SHORT TASK |
Reproduce the lines below verbatim, leaving every character unchanged.

(Dataset rows)
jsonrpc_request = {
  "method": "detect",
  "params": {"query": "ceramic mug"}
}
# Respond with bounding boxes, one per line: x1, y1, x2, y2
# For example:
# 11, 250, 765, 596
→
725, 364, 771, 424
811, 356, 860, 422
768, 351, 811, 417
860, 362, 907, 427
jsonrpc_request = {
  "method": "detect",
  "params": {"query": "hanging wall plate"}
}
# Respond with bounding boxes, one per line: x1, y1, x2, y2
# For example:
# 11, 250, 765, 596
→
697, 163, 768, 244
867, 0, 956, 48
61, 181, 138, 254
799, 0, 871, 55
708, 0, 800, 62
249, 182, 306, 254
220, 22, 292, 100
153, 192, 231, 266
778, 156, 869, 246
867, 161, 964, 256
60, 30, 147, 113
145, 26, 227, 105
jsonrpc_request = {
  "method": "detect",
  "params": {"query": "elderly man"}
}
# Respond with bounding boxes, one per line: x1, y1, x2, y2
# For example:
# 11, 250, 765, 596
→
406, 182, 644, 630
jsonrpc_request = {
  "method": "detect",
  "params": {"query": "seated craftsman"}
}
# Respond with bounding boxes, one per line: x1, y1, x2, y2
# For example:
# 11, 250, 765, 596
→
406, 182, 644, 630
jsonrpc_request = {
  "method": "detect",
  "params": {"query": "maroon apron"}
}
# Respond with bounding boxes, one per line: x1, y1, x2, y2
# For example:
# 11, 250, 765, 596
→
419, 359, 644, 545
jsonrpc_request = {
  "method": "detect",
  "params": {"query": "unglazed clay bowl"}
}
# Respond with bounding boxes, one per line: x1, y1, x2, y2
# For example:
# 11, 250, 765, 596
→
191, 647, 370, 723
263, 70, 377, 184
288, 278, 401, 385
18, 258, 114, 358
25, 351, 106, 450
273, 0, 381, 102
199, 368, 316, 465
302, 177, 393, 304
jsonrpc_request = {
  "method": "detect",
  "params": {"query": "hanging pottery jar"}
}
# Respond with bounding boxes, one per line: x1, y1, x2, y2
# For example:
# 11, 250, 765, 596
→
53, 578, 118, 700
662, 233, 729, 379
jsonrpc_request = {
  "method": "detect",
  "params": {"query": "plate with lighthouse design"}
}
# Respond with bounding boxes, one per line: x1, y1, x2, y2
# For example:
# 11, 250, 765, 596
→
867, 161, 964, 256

EXERCISE RESULT |
jsonrpc_request = {
  "method": "detect",
  "params": {"query": "ceramic mug"}
}
# Respond with bounding boxes, one per line: x1, y1, x2, y2
# For example:
# 11, 250, 765, 596
→
725, 364, 771, 424
811, 356, 860, 422
768, 351, 811, 417
860, 362, 907, 427
jsonrpc_request = {
  "method": "detect",
  "params": {"query": "hanging wall plate"}
}
# Respond with bounding boxes, one per line: x1, y1, x2, y2
# For example:
# 11, 250, 765, 596
→
697, 163, 768, 244
867, 0, 956, 48
61, 181, 138, 254
799, 0, 871, 55
708, 0, 800, 62
249, 182, 306, 254
220, 22, 292, 100
153, 192, 231, 266
778, 156, 869, 246
867, 161, 964, 256
60, 30, 147, 113
145, 26, 227, 105
jsonrpc_request = {
  "method": "detect",
  "params": {"query": "elderly man"}
}
# Respond with bounding boxes, one per line: x1, y1, x2, y2
# For example:
# 11, 250, 765, 596
→
406, 182, 644, 630
jsonrpc_request = {
  "method": "detect",
  "params": {"query": "seated craftsman"}
}
# Respond with bounding boxes, one per line: x1, y1, x2, y2
# For example:
# 11, 250, 765, 596
→
406, 182, 644, 630
jsonrpc_request = {
  "method": "detect",
  "params": {"query": "maroon apron"}
}
# Respond with bounding boxes, one per line: x1, y1, x2, y2
# For example:
# 11, 250, 765, 596
→
419, 359, 644, 545
jsonrpc_request = {
  "method": "detect",
  "params": {"query": "unglazed clay bowl"}
}
# Respond with bounding boxes, one per line: x1, y1, x2, y2
# For example:
# 11, 250, 765, 596
→
191, 647, 370, 723
263, 70, 377, 184
288, 278, 401, 385
18, 258, 114, 358
25, 351, 106, 450
273, 0, 381, 102
199, 368, 316, 465
302, 177, 393, 304
jsonrpc_request = {
  "method": "detect",
  "params": {"query": "hanging pottery jar"}
}
# Respond with bounding boxes, one per line: x1, y1, x2, y2
# For example:
# 11, 250, 765, 596
→
53, 578, 118, 700
662, 233, 729, 379
jsonrpc_request = {
  "method": "detect",
  "params": {"query": "plate with lighthouse design"}
}
# Respond with bounding boxes, one per line: x1, y1, x2, y2
# For example:
# 11, 250, 765, 596
→
867, 161, 964, 256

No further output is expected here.